EXTRACTED TEXT -

*****

There is a very contemporaneous quote by Roy Barnes that is worth considering today: “We are all one or at least we should be — and it is our job, our duty, and our great challenge to fight the voices of division and seek the salve of reconciliation.”

Division is the poison that destroys nations. It has done so in the past and it continues to do so now. This is common knowledge to most.

Yet, we all participate in divisiveness quite actively. Why? How much more blood need be spilled before we understand the destructive nature of the beast whose belly we now live in?

I have educated friends from all spheres, my twitter friends and those on facebook — who have chosen sides in the politics we see unfolding in front of us today and I find it flabbergasting that they do not recognise a simple fact that no one is without blame and our system is totally broken; that if you choose sides, you are doing a disservice to your nation, fellow countrymen, your moral standards, and intelligence, and selling yourself short.

You are acquiescing to unknown people with unknown agendas, to parties and movements that truly deep down you do not and cannot, by standards of decency, support.

Awami League, BNP, Jatiyo Party, Jamaat etc, who really has ever fought for the betterment of this country lately? Ask yourself that. You look at the recent history of this nation and its clear, they have only ever fought and shown leadership for their own survival and all their means are directed to that end. How much more blatant do their activities, misrepresentations and buffoonery have to be for you to say: “You know what, my support of this system is insulting to me.”

*****

DATA EXCERPTS -
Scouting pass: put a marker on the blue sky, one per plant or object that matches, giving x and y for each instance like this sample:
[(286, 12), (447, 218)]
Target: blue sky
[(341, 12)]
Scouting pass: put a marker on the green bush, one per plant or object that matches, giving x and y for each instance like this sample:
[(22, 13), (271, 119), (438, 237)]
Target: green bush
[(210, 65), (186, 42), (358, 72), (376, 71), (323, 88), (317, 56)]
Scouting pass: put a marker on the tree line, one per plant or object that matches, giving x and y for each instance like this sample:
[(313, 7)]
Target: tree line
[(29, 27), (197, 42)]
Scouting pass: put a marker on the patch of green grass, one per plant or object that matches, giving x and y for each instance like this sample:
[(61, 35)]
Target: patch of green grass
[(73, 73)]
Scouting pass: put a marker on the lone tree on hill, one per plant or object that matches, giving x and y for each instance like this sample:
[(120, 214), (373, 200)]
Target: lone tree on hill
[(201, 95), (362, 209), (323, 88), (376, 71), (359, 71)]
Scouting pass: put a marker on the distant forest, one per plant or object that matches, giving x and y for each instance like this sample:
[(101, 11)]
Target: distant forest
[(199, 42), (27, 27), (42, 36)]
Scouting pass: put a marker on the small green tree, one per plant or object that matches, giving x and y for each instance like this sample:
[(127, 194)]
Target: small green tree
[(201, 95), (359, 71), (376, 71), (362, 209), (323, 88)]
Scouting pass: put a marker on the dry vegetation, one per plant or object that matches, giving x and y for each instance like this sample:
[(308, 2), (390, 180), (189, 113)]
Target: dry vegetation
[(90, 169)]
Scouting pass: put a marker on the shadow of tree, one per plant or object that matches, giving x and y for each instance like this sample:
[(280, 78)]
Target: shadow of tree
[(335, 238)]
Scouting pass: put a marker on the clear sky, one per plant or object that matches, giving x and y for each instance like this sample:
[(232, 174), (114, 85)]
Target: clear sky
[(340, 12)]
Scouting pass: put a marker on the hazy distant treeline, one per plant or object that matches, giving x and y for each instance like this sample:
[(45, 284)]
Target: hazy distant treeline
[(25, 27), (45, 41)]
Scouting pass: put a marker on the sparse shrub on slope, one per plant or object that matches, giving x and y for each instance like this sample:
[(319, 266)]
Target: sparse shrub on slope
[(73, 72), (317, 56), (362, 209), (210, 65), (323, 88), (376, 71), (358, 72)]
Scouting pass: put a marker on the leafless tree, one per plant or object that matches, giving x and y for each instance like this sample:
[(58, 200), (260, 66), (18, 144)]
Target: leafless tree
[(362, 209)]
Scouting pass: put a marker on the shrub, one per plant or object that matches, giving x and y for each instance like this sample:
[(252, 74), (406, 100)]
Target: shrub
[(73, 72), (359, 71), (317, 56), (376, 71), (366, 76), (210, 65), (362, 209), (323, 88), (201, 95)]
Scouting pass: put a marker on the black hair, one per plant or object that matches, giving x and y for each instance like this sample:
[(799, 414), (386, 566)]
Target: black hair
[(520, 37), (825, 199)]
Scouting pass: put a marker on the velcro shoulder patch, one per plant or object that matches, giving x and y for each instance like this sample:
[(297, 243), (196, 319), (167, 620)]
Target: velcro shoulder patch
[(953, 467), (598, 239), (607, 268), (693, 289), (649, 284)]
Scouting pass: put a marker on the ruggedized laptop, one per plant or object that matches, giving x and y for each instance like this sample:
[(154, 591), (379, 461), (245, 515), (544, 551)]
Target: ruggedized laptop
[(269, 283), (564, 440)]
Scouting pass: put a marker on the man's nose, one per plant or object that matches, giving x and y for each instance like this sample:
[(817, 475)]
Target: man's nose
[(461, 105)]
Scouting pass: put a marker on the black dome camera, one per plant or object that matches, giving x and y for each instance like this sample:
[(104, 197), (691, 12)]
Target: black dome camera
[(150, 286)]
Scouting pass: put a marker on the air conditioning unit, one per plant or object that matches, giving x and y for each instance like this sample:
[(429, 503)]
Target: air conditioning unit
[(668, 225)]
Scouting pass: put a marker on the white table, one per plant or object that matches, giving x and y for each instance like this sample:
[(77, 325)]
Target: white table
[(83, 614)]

*****

REQUIRED TASK 1 - Translate this sentence from the essay on political division into Spanish: "Division is the poison that destroys nations."
REQUIRED TASK 2 - Retype the part of the essay on political division that opens with the words containing "There is a very" and closes with "knowledge to most.".
The entries have no connection to the essay on political division.

EXERCISE RESULT 1 - La división es el veneno que destruye las naciones.

EXERCISE RESULT 2 -
There is a very contemporaneous quote by Roy Barnes that is worth considering today: “We are all one or at least we should be — and it is our job, our duty, and our great challenge to fight the voices of division and seek the salve of reconciliation.”

Division is the poison that destroys nations. It has done so in the past and it continues to do so now. This is common knowledge to most.